Summary of the Invention

According to the present invention, an optical device comprises a planar optical structure adapted so that light coupled into an optical layer of the device follows a folded optical path, thereby increasing the interaction length, wherein the folded optical path is substantially perpendicular to the planar structure so as to render the device substantially polarization insensitive.

The folded path is achieved by modifying at least one of an upper surface of the optical layer and a lower surface of the optical layer such that it is no longer planar, but instead comprises one or more angled facets. The upper and lower surfaces of the optical layer may comprise a plurality of parallel trenches whose sides are angled to form the facets. Of course, more complicated structures can be contrived, including a series of pits with sides angled to form the facets.

Preferably, at least one of an upper surface of the optical layer and a lower surface of the optical layer comprises one or more trenches or pits with angled facets. More preferably, both the upper surface of the optical layer and the lower surface of the optical layer comprise one or more trenches or pits with one or more angled facets. By undergoing reflection at said facets, an optical beam can traverse the length of the planar structure whilst having a propagation direction that is substantially perpendicular to the layer structure of the planar device for a substantial portion of the total optical path traversed. Preferably, the facets are substantially reflecting.

Preferably, the dimensions of the planar optical device, and the angles and locations of the facets are such that an optical beam propagating by reflection from the facets will traverse the length of the planar optical device. More preferably, the dimensions of the planar optical device, and the angles and locations of the facets are such that an optical beam propagating by reflection from the facets will traverse the length of the planar optical device via an optical path, a substantial part of which has the beam propagation direction substantially perpendicular to the layers of the planar optical device.

Depending upon the ratio of optical layer thickness to device length, such optical paths will typically comprise many folds, whereby the light beam traverses the vertical dimension of the optical layer many times. In this way, not only can a long optical path length be realized, but also the optical beam direction can be substantially perpendicular to the layers of the structure for much of the path.

-*-

Revise the invention summary by writing out everything from "The folded path" down to "sides angled to form the facets.", changing "trenches" to "grooves". The entries aren't needed for this.

-*-

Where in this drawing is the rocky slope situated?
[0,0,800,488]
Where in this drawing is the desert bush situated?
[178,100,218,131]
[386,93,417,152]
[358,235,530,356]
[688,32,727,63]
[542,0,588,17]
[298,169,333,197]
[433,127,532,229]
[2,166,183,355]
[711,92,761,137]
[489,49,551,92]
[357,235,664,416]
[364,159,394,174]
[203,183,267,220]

-*-

## Complete response
The folded path is achieved by modifying at least one of an upper surface of the optical layer and a lower surface of the optical layer such that it is no longer planar, but instead comprises one or more angled facets. The upper and lower surfaces of the optical layer may comprise a plurality of parallel grooves whose sides are angled to form the facets. Of course, more complicated structures can be contrived, including a series of pits with sides angled to form the facets.